[[ DATA TO EXAMINE, beginning ]]

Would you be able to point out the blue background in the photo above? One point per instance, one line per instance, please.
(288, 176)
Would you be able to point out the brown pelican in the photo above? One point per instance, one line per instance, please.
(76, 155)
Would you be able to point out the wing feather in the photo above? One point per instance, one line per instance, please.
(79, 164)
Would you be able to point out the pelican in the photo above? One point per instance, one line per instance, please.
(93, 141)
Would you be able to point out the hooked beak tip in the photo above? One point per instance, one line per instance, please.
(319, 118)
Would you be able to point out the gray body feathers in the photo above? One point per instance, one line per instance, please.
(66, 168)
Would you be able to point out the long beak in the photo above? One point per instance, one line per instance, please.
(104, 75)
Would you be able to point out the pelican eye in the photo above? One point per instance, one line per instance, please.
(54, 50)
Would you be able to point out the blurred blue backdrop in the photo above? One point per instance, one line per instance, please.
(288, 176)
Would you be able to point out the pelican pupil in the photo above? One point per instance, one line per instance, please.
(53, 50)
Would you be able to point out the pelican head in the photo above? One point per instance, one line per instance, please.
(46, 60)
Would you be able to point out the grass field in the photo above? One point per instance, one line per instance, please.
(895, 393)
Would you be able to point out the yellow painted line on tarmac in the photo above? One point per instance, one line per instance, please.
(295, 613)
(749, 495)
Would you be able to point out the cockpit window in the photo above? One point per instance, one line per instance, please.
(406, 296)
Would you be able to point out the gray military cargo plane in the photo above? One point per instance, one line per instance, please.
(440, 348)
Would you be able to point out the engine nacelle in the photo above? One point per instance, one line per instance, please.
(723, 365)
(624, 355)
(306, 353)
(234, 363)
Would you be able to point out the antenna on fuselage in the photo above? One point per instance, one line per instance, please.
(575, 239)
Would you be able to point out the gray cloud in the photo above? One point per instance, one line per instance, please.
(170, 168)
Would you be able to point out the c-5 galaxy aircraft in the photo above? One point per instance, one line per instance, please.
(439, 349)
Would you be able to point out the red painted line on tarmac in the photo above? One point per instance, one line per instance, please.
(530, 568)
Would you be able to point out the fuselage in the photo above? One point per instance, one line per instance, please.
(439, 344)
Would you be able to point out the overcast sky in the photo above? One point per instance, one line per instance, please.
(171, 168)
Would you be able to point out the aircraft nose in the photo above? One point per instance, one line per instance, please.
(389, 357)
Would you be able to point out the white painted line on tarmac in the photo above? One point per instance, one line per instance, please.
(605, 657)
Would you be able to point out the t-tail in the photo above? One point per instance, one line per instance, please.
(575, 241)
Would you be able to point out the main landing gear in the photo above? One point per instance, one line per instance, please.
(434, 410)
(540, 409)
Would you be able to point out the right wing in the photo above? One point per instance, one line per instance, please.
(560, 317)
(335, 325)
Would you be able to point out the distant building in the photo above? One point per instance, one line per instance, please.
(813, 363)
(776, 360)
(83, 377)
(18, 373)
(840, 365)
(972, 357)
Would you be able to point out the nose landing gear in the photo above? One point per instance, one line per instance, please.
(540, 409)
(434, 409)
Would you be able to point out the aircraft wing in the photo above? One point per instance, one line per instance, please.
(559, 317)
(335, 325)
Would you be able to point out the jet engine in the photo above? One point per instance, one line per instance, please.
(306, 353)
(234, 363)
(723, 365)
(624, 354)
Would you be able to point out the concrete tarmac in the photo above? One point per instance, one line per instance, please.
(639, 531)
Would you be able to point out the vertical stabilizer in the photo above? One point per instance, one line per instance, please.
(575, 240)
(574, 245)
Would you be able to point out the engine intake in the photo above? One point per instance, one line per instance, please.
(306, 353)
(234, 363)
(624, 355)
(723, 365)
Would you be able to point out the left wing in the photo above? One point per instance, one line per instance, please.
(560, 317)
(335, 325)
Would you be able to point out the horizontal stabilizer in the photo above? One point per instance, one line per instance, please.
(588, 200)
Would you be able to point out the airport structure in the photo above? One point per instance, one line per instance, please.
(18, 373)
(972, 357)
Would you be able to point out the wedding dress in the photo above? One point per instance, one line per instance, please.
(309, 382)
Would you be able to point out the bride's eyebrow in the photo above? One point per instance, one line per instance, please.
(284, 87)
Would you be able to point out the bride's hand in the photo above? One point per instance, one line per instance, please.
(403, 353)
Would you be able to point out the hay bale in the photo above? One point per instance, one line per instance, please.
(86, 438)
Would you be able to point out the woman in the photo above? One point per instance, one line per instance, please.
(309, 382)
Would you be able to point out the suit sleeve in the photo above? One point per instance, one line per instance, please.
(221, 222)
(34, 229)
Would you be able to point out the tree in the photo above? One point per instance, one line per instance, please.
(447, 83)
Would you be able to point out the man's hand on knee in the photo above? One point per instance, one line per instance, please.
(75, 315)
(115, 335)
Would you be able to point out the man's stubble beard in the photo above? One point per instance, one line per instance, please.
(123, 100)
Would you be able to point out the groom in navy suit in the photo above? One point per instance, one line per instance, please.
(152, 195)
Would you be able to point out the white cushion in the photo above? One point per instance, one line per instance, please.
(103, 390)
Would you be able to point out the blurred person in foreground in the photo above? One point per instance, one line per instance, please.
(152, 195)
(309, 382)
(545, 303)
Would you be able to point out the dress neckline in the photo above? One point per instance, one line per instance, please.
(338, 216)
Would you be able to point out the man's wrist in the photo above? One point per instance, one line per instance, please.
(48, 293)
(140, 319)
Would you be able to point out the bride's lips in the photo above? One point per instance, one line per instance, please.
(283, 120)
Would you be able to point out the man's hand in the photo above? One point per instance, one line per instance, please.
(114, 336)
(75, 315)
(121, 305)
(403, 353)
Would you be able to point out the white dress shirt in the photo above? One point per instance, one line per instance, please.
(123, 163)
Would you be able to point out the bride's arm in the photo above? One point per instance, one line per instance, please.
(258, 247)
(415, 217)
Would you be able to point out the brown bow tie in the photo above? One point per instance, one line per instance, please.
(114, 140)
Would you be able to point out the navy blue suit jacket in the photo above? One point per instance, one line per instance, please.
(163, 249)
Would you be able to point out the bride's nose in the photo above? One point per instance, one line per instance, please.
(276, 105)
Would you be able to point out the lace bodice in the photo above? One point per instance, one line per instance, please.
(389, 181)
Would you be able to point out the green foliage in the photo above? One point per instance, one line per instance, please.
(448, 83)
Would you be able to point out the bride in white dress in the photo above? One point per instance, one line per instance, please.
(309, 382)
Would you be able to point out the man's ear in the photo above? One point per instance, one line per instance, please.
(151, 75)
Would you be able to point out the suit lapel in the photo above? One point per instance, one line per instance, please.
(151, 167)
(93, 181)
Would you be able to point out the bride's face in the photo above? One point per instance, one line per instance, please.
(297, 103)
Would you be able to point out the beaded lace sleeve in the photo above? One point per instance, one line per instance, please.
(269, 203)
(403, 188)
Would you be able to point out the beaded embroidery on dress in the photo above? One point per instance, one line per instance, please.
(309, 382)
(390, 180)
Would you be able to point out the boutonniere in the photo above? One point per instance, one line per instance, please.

[[ DATA TO EXAMINE, end ]]

◆ **EXERCISE**:
Print each record again. Nothing may be left out.

◆ **ANSWER FOR THIS EXERCISE**:
Would you be able to point out the blue background in the photo above? One point per instance, one line per instance, please.
(288, 176)
Would you be able to point out the brown pelican in the photo above? One point per instance, one line per instance, please.
(76, 155)
Would you be able to point out the wing feather in the photo above? One point per instance, one line per instance, please.
(79, 164)
Would you be able to point out the pelican in the photo above? One point per instance, one line per instance, please.
(93, 141)
Would you be able to point out the hooked beak tip in the photo above? One point per instance, one line per instance, please.
(319, 118)
Would you be able to point out the gray body feathers in the photo above? One point per instance, one line per instance, please.
(66, 168)
Would you be able to point out the long beak in the photo above? One point per instance, one line per instance, please.
(104, 75)
Would you be able to point out the pelican eye in the photo above? One point per instance, one line per instance, please.
(54, 50)
Would you be able to point out the blurred blue backdrop in the photo above? One point per instance, one line per instance, please.
(288, 176)
Would you be able to point out the pelican pupil in the photo above? One point per instance, one line per instance, please.
(53, 50)
Would you be able to point out the pelican head in the photo above? One point per instance, one line per instance, please.
(46, 60)
Would you be able to point out the grass field in the photo above? One point per instance, one line per instance, please.
(895, 393)
Would you be able to point out the yellow painted line on tarmac in the photo above? One point per instance, one line per instance, please.
(295, 613)
(749, 495)
Would you be able to point out the cockpit window in the photo above? One point per instance, one line per instance, please.
(406, 296)
Would you be able to point out the gray military cargo plane in the photo above? One point per instance, one line per instance, please.
(440, 348)
Would you be able to point out the engine nacelle in the photo above? One point per instance, one line per instance, please.
(723, 365)
(624, 355)
(306, 353)
(234, 363)
Would you be able to point out the antenna on fuselage in the photo above? One point per instance, one line per instance, please.
(575, 239)
Would you be able to point out the gray cloud in the photo above? One point per instance, one line per instance, please.
(170, 168)
Would you be able to point out the c-5 galaxy aircraft in the photo above? One point per instance, one line per instance, please.
(439, 349)
Would you be able to point out the red painted line on tarmac in the photo above? One point per instance, one line per instance, please.
(530, 568)
Would you be able to point out the fuselage in the photo above? One point per instance, one line per instance, please.
(439, 344)
Would you be able to point out the overcast sky in the photo above? One point per instance, one line per instance, please.
(171, 168)
Would you be able to point out the aircraft nose in the photo above? One point per instance, one line per instance, please.
(389, 357)
Would you be able to point out the white painted line on tarmac in the photo above? One point per instance, one line per instance, please.
(605, 657)
Would you be able to point out the t-tail in the photo above? One point per instance, one line per instance, please.
(575, 241)
Would you be able to point out the main landing gear in the photo above? One point per instance, one line per instance, please.
(434, 410)
(540, 409)
Would you be able to point out the right wing in the photo above? One point per instance, one line per instance, please.
(560, 317)
(335, 325)
Would you be able to point out the distant building in the photo above? One point per instance, one line per instance, please.
(813, 363)
(776, 360)
(83, 377)
(18, 373)
(840, 365)
(972, 357)
Would you be able to point out the nose landing gear in the photo above? One point per instance, one line per instance, please.
(540, 409)
(434, 409)
Would you be able to point out the aircraft wing in the photo above? One point per instance, one line per instance, please.
(559, 317)
(335, 325)
Would you be able to point out the jet engine in the photo above? One point per instance, one line per instance, please.
(306, 353)
(234, 363)
(723, 365)
(624, 354)
Would you be able to point out the concrete tarmac in the photo above? One point per instance, one line per instance, please.
(639, 531)
Would you be able to point out the vertical stabilizer in the photo above? One point per instance, one line per instance, please.
(575, 240)
(574, 245)
Would you be able to point out the engine intake in the photo above? One point per instance, one line per instance, please.
(306, 353)
(234, 363)
(624, 355)
(723, 365)
Would you be able to point out the left wing in the photo above? One point per instance, one line per instance, please.
(560, 317)
(335, 325)
Would you be able to point out the horizontal stabilizer in the photo above? One point per instance, one line per instance, please.
(588, 200)
Would you be able to point out the airport structure in the photo above? One point per instance, one line per instance, please.
(18, 373)
(972, 357)
Would you be able to point out the wedding dress in the photo above? One point per instance, one line per instance, please.
(309, 382)
Would you be able to point out the bride's eyebrow in the photo above? One point per instance, one line per instance, please.
(284, 87)
Would you be able to point out the bride's hand in the photo above? One point per instance, one line per instance, please.
(403, 353)
Would you be able to point out the hay bale in the photo above? One point per instance, one line per instance, please.
(86, 438)
Would you be able to point out the woman in the photo above? One point per instance, one line per instance, please.
(309, 382)
Would you be able to point out the suit sleeve in the photo above? One point per instance, one line per instance, please.
(221, 222)
(34, 229)
Would you be able to point out the tree in the photo above? One point per instance, one line per instance, please.
(447, 83)
Would you be able to point out the man's hand on knee in the photo above? One point per instance, one line per instance, please.
(75, 315)
(115, 335)
Would you be able to point out the man's stubble beard in the photo above? One point per instance, one line per instance, please.
(123, 100)
Would you be able to point out the groom in navy suit in the photo above? One point per instance, one line per instance, please.
(152, 195)
Would you be able to point out the white cushion in the photo above? One point per instance, one line per instance, please.
(103, 390)
Would you be able to point out the blurred person in foreground in the photo above? One point per instance, one line per instance, please.
(152, 195)
(309, 382)
(545, 303)
Would you be able to point out the dress neckline in the photo above? One point per instance, one line per instance, please.
(338, 216)
Would you be able to point out the man's wrist in the photo above? One point per instance, one line per instance, please.
(48, 293)
(140, 319)
Would you be able to point out the bride's lips in the photo above? One point per instance, one line per instance, please.
(283, 120)
Would you be able to point out the man's hand in the photo above? One point per instance, one line per instance, please.
(114, 336)
(75, 315)
(121, 305)
(403, 353)
Would you be able to point out the white dress shirt in the photo above? One point per instance, one line per instance, please.
(123, 163)
Would you be able to point out the bride's arm in the photo above? One point per instance, one line per instance, please.
(258, 247)
(415, 217)
Would you be able to point out the brown bow tie in the photo above? One point per instance, one line per instance, please.
(114, 140)
Would you be able to point out the navy blue suit jacket in the photo above? One point per instance, one line per instance, please.
(163, 249)
Would you be able to point out the bride's nose in the photo above? One point per instance, one line per instance, please.
(276, 105)
Would you be able to point out the lace bodice in the photo above? One point per instance, one line per instance, please.
(389, 181)
Would you be able to point out the green foliage in the photo above? One point per instance, one line per instance, please.
(448, 83)
Would you be able to point out the bride in white dress in the photo above? One point per instance, one line per instance, please.
(309, 382)
Would you be able to point out the man's ear in the photo above? One point per instance, one line per instance, please.
(151, 75)
Would you be able to point out the suit lapel in the photo above? One point per instance, one line per instance, please.
(151, 167)
(93, 181)
Would you be able to point out the bride's face in the photo above? One point per instance, one line per instance, please.
(297, 103)
Would you be able to point out the beaded lace sleeve in the photo above? One point per instance, one line per instance, please.
(269, 203)
(403, 188)
Would you be able to point out the beaded embroidery on dress in the photo above? One point per instance, one line per instance, please.
(309, 382)
(390, 180)
Would you be able to point out the boutonniere in the photo above? One point per instance, one line per instance, please.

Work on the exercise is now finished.